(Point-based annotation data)
## start

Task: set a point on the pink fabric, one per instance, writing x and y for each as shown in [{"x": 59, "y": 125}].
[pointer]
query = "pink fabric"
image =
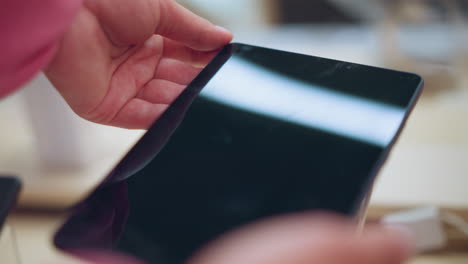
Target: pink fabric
[{"x": 30, "y": 31}]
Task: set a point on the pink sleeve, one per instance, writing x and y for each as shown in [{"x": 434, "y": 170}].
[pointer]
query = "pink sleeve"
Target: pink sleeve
[{"x": 30, "y": 31}]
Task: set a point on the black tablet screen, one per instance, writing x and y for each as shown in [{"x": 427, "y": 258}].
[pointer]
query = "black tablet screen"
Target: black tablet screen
[{"x": 258, "y": 133}]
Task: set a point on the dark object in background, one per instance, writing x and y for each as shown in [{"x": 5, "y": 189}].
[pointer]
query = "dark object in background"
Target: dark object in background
[
  {"x": 9, "y": 189},
  {"x": 303, "y": 11}
]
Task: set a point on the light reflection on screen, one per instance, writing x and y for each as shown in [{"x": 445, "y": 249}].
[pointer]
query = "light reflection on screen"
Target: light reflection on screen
[{"x": 247, "y": 86}]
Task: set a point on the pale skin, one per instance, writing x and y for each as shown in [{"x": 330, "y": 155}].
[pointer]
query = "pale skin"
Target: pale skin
[{"x": 122, "y": 62}]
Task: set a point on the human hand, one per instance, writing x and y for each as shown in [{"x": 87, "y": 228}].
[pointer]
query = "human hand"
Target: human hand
[
  {"x": 298, "y": 239},
  {"x": 121, "y": 62},
  {"x": 308, "y": 239}
]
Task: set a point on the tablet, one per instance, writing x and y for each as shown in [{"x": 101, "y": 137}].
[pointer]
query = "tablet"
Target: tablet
[
  {"x": 9, "y": 190},
  {"x": 258, "y": 133}
]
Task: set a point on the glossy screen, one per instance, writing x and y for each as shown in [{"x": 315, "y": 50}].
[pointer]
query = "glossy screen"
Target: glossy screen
[{"x": 258, "y": 133}]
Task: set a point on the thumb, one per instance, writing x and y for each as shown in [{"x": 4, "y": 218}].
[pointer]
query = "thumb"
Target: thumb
[{"x": 305, "y": 239}]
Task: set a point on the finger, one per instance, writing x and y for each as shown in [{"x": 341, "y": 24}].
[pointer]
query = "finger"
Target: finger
[
  {"x": 160, "y": 92},
  {"x": 196, "y": 58},
  {"x": 393, "y": 245},
  {"x": 303, "y": 240},
  {"x": 138, "y": 114},
  {"x": 176, "y": 71},
  {"x": 181, "y": 25}
]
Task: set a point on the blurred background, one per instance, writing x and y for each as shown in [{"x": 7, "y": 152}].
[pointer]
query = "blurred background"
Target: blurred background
[{"x": 61, "y": 157}]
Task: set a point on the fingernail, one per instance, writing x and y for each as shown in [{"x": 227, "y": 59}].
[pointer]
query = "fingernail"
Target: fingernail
[{"x": 223, "y": 29}]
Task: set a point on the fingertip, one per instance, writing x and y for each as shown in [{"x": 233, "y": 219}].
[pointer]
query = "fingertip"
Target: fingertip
[{"x": 225, "y": 32}]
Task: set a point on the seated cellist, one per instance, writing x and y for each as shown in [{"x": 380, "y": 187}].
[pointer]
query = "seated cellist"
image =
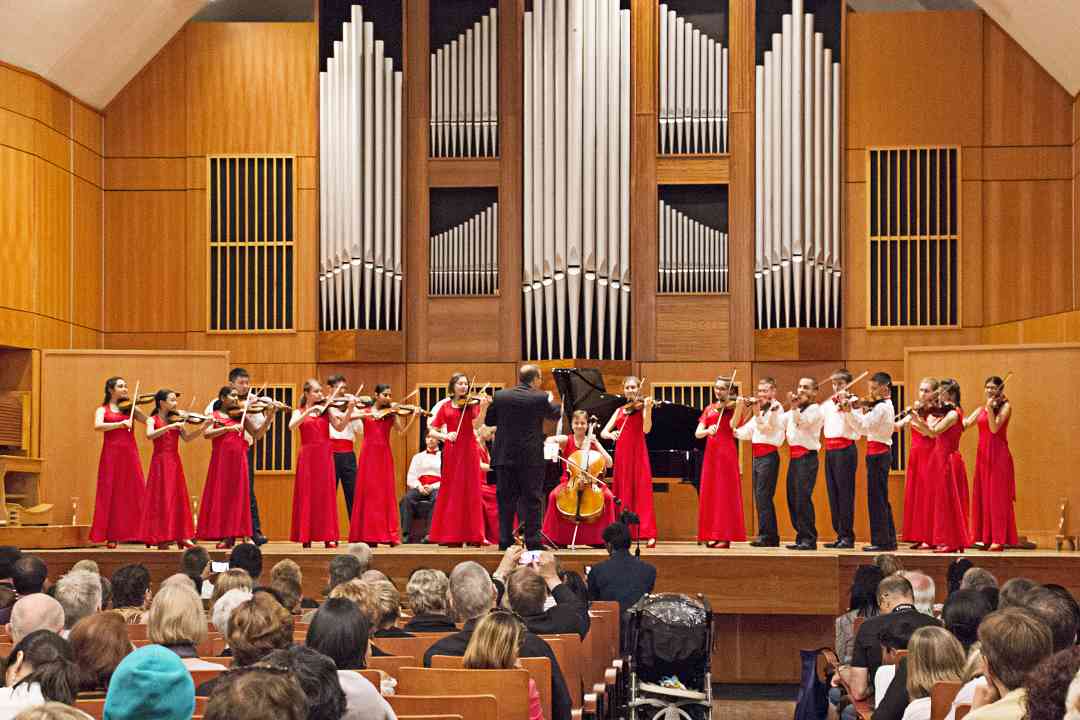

## end

Find every line in the listing above that contains the word "pale" and copy each of those lines.

Task: set a point on the pale skin, one per instance, writing x and y for each as shown in [{"x": 330, "y": 155}].
query = "pale skin"
Target: pale skin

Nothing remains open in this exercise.